The README currently has example CLI usage, where you can either:
a) process one or more single input files into the same number of output files:
svgo one.svg two.svg -o one.min.svg two.min.svg
or
b) process a directory of files, into an output directory:
svgo -f ./path/to/folder/with/svg/files -o ./path/to/folder/with/svg/output

I had hoped that I'd be able to do an in-between, with a single file as the input and a directory as the --output:
svgo one.svg -o ./path/to/folder/with/svg/output

That would let me use chokidar in my project's package.json, to watch any SVGs that are updated, and re-run SVGO on them:
"svg:watch": "chokidar src/assets/svg/*.svg -c 'svgo --input {path} --output dist/assets/svg'"

Unfortunately, I ran into an issue where if any layer of the output directory did not exist before SVGO ran, it would have unexpected results, like Error: ENOENT: no such file or directory, or creating a weird assets/svg file, that should have been assets/svg/mySvg.svg.

DATA SECTION:
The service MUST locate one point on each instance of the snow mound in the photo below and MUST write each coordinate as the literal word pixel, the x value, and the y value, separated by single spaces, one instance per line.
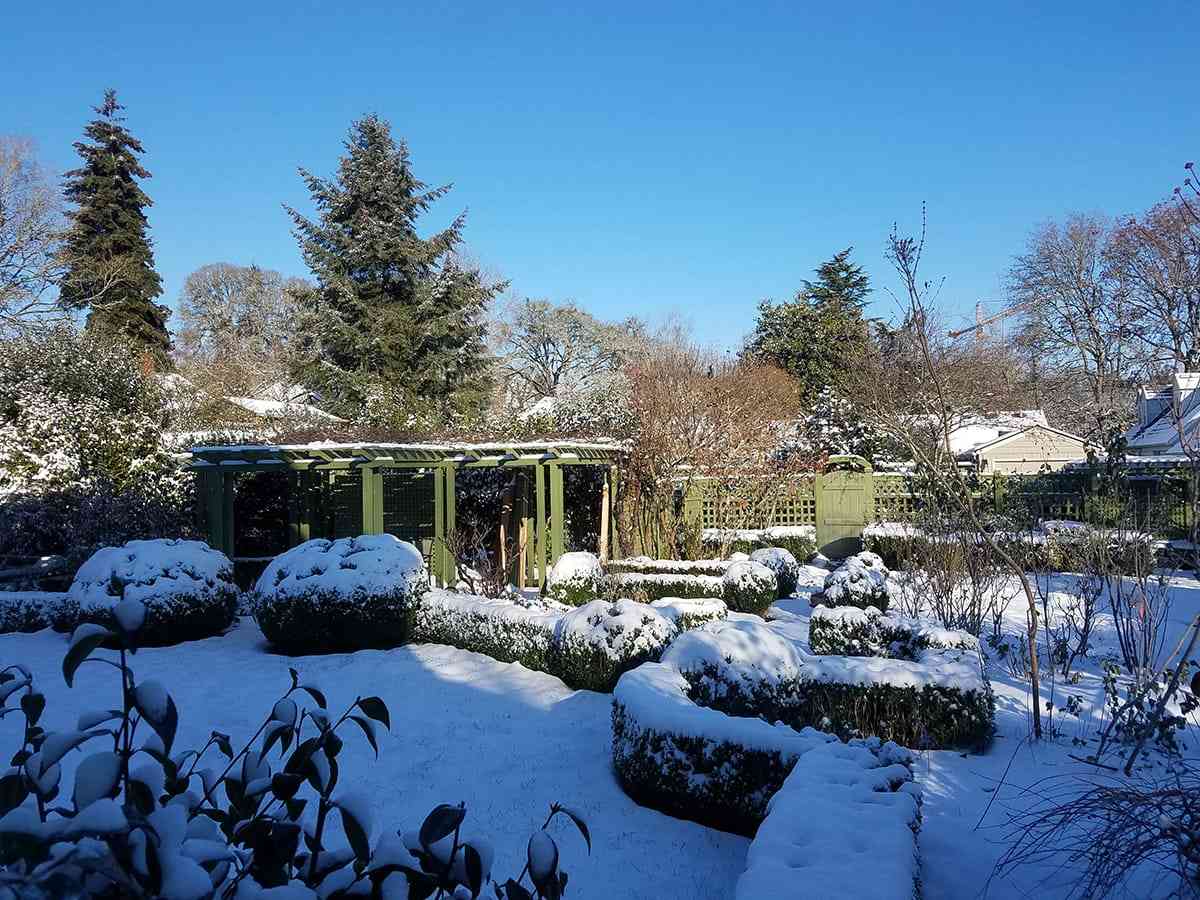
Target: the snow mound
pixel 186 588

YOUR TASK:
Continue the text above about running SVGO with a single input file and an output directory, picking up after its last sentence.

THE REPLY:
My fix replaces the check to see if a single --output string matches a pre-existing directory, with a check that it's simply a directory string (rather than a filename string with a file extension). That way, if you intend to put files into an output directory, but the directory doesn't yet exist, the surrounding code in coa.js successfully creates both the intended directory and output file inside it.

If this PR is accepted, it might be helpful to put a relevant single-input folder-output example in the CLI usage section of the README, to show that this can now be done?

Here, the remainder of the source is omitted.